##### Artikel #####

„Das Bildnis des Dorian Gray“ von Tomasz Kajdański, Tanz: Daisuke Sogawa und Vincent Tapia

Du sollst dir kein Bildnis machen

„Das Bildnis des Dorian Gray“ von Tomasz Kajdański in Dessau

Wie in einem Film, der nicht nur durch seine tollen Darsteller besticht, lässt Tomasz Kajdański seine Szenenfolge dieses berühmten Stoffes ablaufen.

Dessau, 28/03/2018

„Das Bildnis des Dorian Gray“, der einzige Roman von Oscar Wilde, erschien 1890 in einem Magazin, ein Jahr darauf als Buch in London. Seinerzeit galt das Buch als anstößig, als anrüchig, zu frei ging Oscar Wilde für die damalige Gesellschaft mit den Fragen der Moral um, zu freizügig schilderte er das Leben jenes Dorian Gray, dem Frauen und Männer in gleicher Weise verfallen, der selbst einem Bild von sich verfällt, und darum einen teuflischen Pakt eingeht. Gray verkauft seine Seele: Er wird nicht altern, dafür das Porträt des Malers Basil, das ihn zunächst als schönen jungen Mann zeigt. Oscar Wildes Roman wurde ein Erfolg, wurde Vorlage für Filme, Theaterstücke, Opern, Musicals und Ballette. Jetzt gab es eine Balletturaufführung nach Wildes Roman am Anhaltischen Theater in Dessau, choreografiert von Tomasz Kajdański zu Musik von Alexander Skrjabin.

##### Datenauszüge #####

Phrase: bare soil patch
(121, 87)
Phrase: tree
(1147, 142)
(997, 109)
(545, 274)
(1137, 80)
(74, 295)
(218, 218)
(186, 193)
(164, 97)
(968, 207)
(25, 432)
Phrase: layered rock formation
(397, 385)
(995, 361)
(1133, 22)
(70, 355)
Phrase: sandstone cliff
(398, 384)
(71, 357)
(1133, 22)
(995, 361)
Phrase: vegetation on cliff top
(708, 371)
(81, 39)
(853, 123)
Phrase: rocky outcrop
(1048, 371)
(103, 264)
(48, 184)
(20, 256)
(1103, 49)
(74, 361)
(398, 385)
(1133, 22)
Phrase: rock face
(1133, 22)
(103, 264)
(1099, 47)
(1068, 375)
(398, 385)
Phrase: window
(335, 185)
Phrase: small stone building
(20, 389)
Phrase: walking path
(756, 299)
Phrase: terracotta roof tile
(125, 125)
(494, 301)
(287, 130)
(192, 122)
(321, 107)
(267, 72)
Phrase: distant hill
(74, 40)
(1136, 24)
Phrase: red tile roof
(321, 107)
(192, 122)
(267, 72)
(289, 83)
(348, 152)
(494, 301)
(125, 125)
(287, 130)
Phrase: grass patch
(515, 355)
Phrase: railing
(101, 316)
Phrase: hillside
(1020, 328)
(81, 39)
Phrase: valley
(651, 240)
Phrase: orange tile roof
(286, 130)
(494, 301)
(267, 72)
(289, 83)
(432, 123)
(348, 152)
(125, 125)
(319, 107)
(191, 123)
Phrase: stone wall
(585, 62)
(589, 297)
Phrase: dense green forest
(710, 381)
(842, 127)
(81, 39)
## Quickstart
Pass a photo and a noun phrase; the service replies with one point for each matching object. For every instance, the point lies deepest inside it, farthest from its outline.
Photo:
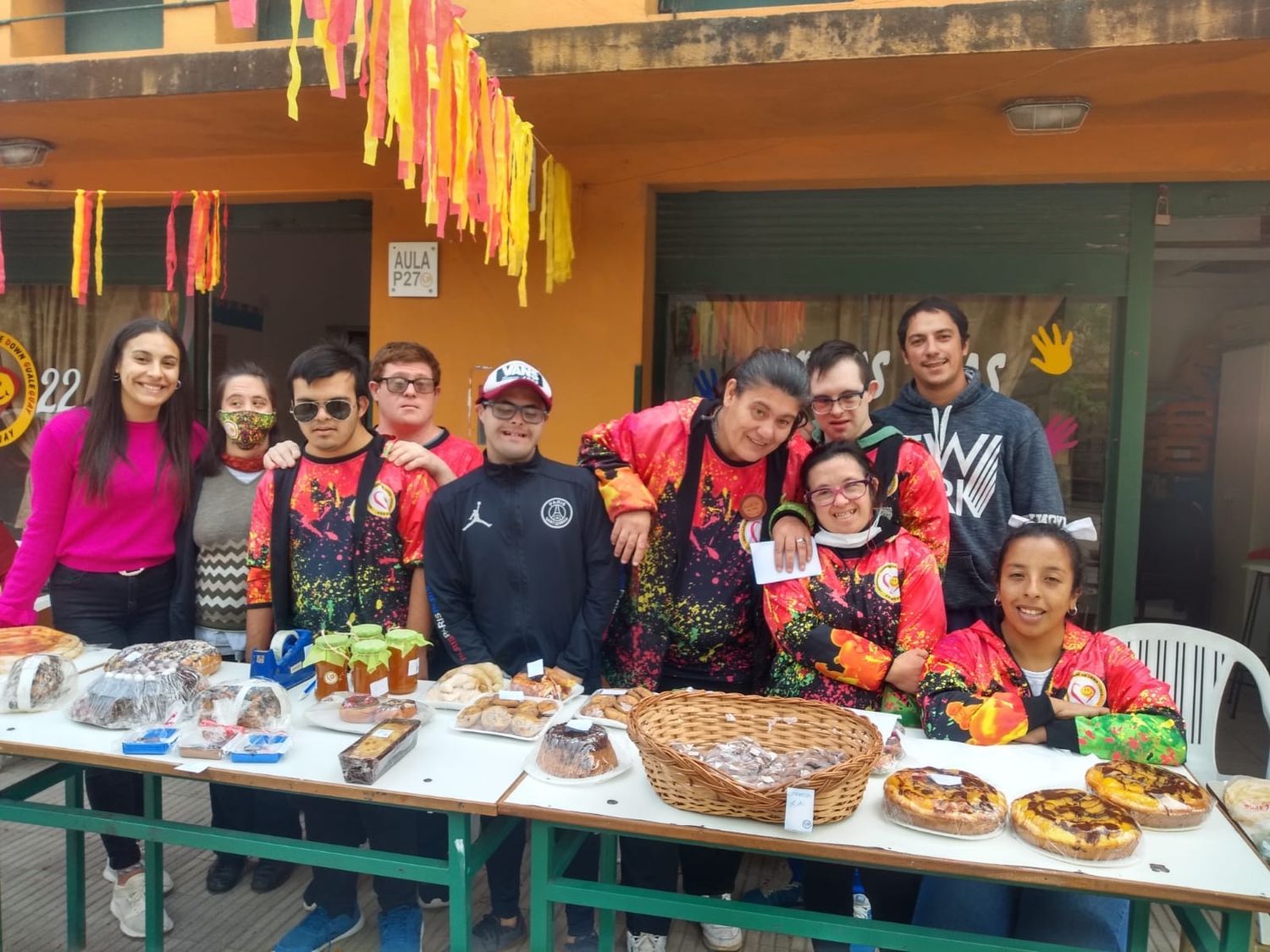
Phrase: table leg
(76, 928)
(607, 918)
(460, 883)
(152, 792)
(541, 908)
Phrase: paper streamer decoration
(459, 139)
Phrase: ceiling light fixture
(23, 152)
(1031, 117)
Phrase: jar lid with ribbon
(373, 652)
(404, 639)
(330, 647)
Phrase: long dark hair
(210, 464)
(106, 437)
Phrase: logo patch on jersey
(381, 502)
(886, 581)
(1087, 690)
(556, 513)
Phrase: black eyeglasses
(505, 410)
(396, 385)
(848, 400)
(307, 410)
(850, 490)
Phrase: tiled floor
(32, 865)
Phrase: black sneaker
(490, 936)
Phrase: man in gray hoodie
(991, 448)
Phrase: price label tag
(799, 807)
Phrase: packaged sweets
(38, 682)
(371, 756)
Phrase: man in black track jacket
(521, 569)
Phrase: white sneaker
(129, 905)
(645, 942)
(721, 938)
(113, 878)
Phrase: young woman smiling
(688, 487)
(1035, 677)
(856, 635)
(109, 482)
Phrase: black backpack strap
(279, 548)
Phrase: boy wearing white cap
(521, 569)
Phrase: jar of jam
(367, 631)
(329, 657)
(368, 667)
(404, 647)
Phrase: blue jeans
(1021, 913)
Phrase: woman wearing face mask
(856, 635)
(210, 601)
(1035, 677)
(688, 485)
(109, 484)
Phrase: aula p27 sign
(411, 269)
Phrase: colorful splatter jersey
(329, 588)
(691, 619)
(975, 691)
(837, 634)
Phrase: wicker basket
(701, 718)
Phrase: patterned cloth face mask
(246, 428)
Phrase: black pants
(708, 871)
(503, 870)
(249, 810)
(345, 824)
(107, 608)
(892, 894)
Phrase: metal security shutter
(1036, 239)
(37, 245)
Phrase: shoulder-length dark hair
(216, 443)
(106, 437)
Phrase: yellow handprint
(1056, 353)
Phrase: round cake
(1074, 824)
(1157, 799)
(576, 753)
(944, 800)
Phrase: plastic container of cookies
(508, 715)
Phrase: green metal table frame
(464, 861)
(554, 845)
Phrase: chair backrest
(1196, 664)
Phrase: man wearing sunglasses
(521, 570)
(334, 541)
(909, 480)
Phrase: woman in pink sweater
(109, 482)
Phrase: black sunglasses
(307, 410)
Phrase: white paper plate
(323, 715)
(622, 746)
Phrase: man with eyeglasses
(334, 541)
(908, 477)
(521, 570)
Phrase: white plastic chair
(1198, 665)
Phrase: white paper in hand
(765, 564)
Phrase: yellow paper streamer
(294, 58)
(78, 243)
(97, 256)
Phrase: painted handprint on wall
(1056, 352)
(1061, 433)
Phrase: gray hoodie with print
(996, 464)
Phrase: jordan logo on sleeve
(969, 475)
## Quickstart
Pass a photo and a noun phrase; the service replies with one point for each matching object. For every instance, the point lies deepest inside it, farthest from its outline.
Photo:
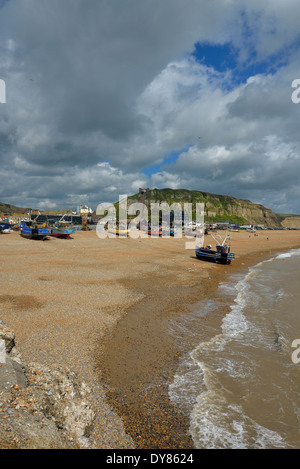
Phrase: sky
(106, 96)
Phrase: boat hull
(4, 226)
(31, 232)
(62, 233)
(218, 257)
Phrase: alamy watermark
(296, 353)
(2, 351)
(2, 92)
(296, 94)
(163, 220)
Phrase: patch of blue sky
(225, 58)
(171, 158)
(3, 3)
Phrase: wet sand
(103, 308)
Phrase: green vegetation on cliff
(218, 208)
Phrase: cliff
(217, 207)
(290, 221)
(40, 407)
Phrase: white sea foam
(234, 365)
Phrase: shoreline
(95, 306)
(141, 412)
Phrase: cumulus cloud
(98, 91)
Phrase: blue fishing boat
(29, 229)
(62, 229)
(220, 255)
(4, 227)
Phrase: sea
(241, 387)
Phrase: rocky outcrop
(217, 207)
(291, 222)
(40, 407)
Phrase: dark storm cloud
(97, 90)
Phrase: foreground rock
(40, 407)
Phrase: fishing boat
(62, 229)
(32, 230)
(5, 227)
(154, 231)
(119, 230)
(220, 255)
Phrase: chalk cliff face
(217, 207)
(291, 222)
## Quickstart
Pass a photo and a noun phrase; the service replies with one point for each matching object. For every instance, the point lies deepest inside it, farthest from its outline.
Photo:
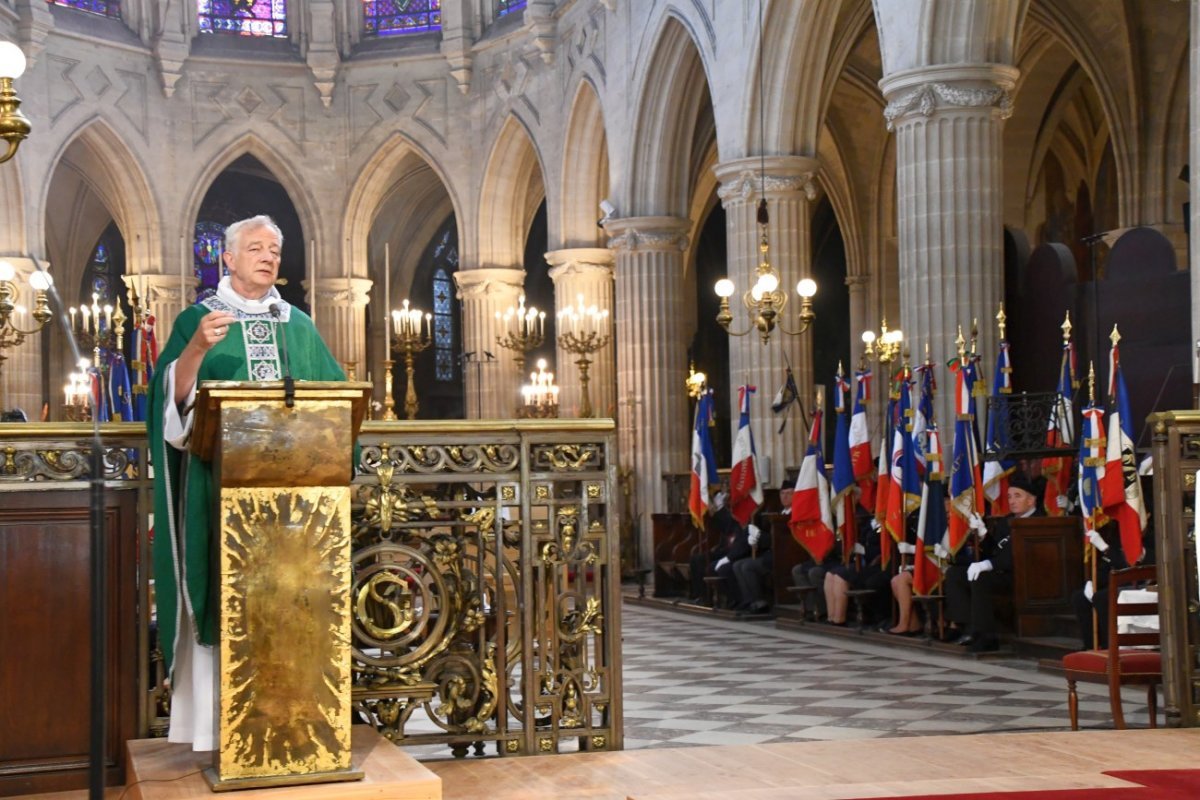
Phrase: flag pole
(1096, 619)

#####

**Ziel A**
Beantworte anhand des Artikels:
(i) In welchem Jahr erschien der Roman zuerst in einem Magazin?
(ii) Wie heißt der Maler des Porträts?
(iii) Zu wessen Musik hat Tomasz Kajdański das Ballett choreografiert?
**Ziel B**
Gib aus dem Artikel alles von „Du sollst dir“ bis hinunter zu „berühmten Stoffes ablaufen.“ wortgetreu wieder.
Die Daten werden hier nicht gebraucht.

**Richtige Antwort A**
(i) 1890
(ii) Basil
(iii) Alexander Skrjabin

**Richtige Antwort B**
Du sollst dir kein Bildnis machen

„Das Bildnis des Dorian Gray“ von Tomasz Kajdański in Dessau

Wie in einem Film, der nicht nur durch seine tollen Darsteller besticht, lässt Tomasz Kajdański seine Szenenfolge dieses berühmten Stoffes ablaufen.